◆ WORK TO COMPLETE: Of the entries below, return only those lines from the line with "of the dirt" to the line with "the blue shirt.", exactly, both included.

[Region pointing data]
=== Begin Enclosure ===

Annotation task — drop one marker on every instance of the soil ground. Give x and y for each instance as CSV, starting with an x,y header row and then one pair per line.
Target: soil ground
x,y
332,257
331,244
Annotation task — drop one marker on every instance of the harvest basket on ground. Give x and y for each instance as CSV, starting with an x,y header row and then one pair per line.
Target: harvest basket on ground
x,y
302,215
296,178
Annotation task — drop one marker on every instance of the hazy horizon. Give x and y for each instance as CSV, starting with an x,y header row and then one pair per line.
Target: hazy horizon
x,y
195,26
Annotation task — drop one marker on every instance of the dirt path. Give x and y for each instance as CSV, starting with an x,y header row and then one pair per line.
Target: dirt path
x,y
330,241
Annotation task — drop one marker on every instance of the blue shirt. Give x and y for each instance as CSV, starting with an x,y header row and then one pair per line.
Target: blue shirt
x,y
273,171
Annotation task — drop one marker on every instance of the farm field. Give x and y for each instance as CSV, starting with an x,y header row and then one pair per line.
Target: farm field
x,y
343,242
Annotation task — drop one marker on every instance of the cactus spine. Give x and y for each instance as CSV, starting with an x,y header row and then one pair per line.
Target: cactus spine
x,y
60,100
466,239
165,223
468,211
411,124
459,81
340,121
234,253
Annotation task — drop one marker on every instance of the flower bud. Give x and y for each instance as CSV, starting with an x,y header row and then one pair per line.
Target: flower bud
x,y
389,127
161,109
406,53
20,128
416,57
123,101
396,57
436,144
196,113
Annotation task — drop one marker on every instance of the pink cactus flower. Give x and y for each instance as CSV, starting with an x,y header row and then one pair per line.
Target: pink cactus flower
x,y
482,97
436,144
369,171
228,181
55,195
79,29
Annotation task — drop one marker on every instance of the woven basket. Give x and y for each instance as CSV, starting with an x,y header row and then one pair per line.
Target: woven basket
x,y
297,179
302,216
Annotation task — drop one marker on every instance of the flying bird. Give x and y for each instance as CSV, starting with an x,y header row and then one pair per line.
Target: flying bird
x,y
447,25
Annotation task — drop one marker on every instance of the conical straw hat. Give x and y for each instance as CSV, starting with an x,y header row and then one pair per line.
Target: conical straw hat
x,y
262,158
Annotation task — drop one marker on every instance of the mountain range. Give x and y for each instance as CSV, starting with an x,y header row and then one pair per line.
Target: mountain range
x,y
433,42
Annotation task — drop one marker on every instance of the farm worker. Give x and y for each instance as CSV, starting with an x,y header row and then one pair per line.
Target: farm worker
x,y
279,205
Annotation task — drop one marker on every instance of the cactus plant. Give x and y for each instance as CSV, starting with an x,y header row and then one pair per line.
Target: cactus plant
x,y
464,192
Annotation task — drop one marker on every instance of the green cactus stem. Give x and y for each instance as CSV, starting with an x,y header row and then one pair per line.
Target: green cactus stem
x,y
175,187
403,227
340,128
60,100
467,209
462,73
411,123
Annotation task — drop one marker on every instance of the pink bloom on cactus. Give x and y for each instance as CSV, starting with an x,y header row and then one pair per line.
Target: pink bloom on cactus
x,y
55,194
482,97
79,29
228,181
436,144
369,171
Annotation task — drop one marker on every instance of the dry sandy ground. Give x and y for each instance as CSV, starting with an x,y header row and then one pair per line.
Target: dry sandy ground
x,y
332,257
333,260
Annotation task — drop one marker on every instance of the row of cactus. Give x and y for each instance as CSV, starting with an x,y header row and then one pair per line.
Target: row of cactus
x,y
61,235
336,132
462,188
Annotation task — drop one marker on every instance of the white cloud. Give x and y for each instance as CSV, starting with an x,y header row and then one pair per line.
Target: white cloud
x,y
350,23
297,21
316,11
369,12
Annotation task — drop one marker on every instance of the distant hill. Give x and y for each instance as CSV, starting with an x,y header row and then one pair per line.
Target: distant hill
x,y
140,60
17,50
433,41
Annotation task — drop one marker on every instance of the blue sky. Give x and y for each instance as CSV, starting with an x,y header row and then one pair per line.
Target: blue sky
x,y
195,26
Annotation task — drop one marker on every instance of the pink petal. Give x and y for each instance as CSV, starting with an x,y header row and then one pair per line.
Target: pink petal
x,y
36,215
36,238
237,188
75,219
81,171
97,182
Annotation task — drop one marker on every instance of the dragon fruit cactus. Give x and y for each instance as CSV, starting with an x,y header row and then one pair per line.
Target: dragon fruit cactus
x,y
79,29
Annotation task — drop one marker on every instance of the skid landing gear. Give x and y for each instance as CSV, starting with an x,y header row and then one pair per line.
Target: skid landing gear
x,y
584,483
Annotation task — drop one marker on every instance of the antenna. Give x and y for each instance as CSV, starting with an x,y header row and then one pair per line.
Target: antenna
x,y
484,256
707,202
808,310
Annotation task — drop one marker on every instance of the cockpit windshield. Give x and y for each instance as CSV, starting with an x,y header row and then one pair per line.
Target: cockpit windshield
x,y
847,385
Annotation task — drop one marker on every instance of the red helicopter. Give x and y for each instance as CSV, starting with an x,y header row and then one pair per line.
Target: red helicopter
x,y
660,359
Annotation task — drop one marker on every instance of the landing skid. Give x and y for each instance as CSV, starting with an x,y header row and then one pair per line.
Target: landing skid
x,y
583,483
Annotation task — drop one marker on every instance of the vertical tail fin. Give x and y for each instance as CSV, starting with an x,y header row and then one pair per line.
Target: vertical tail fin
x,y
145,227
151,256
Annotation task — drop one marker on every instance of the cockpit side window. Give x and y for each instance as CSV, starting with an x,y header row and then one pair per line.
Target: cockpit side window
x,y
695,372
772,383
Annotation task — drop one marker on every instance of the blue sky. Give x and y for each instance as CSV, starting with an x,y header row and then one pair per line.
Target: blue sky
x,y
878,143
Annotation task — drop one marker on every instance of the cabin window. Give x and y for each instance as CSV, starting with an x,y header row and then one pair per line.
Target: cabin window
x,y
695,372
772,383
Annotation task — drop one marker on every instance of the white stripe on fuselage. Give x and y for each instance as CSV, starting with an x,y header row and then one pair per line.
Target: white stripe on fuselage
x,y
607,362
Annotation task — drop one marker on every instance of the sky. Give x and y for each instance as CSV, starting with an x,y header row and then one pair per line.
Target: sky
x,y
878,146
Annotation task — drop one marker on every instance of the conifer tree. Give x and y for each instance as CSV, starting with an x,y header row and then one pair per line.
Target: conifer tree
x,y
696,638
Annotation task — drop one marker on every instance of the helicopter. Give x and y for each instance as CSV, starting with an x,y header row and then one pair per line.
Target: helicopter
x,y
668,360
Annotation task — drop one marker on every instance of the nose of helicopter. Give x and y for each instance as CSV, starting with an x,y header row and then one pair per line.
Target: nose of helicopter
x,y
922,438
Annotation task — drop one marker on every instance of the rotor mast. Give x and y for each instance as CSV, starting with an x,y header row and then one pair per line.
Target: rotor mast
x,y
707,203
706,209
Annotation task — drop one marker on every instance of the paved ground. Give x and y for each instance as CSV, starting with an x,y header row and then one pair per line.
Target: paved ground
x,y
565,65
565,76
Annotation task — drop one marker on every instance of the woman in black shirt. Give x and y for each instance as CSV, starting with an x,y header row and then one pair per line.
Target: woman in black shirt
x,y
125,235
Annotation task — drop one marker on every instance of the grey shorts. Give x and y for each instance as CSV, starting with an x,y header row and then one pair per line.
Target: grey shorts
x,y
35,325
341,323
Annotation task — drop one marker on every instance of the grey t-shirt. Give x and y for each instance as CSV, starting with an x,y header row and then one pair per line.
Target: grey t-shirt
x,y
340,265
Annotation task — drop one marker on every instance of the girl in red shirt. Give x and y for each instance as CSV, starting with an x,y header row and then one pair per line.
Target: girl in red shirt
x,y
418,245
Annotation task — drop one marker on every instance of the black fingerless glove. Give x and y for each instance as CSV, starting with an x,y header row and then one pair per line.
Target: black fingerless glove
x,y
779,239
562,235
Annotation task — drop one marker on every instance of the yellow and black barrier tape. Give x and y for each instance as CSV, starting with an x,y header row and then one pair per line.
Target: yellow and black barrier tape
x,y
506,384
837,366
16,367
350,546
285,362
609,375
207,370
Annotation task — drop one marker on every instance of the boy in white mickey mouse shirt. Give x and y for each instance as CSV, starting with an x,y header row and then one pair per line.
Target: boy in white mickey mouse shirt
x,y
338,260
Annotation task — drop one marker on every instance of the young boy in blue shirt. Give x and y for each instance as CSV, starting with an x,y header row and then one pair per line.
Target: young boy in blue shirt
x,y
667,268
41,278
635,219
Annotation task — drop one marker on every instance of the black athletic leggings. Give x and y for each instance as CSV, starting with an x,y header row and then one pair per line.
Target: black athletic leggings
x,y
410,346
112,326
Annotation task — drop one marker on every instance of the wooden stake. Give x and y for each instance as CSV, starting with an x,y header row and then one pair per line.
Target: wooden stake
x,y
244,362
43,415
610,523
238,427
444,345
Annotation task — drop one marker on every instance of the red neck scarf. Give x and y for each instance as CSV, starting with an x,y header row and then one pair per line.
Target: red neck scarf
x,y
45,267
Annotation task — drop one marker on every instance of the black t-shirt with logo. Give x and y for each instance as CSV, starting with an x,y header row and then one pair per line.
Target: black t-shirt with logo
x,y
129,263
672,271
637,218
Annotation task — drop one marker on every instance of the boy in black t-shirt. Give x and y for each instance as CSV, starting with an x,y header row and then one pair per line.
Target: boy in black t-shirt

=== End Enclosure ===

◆ OUTPUT FOR THIS EXERCISE:
Annotation task — drop one marker on every instance of the dirt path. Give x and y for each instance as CSV, starting with an x,y header row and then one pair per line.
Target: dirt path
x,y
330,241
Annotation task — drop one marker on every instance of the blue shirt. Give x and y for each instance as CSV, starting with an x,y header row and then one pair per line.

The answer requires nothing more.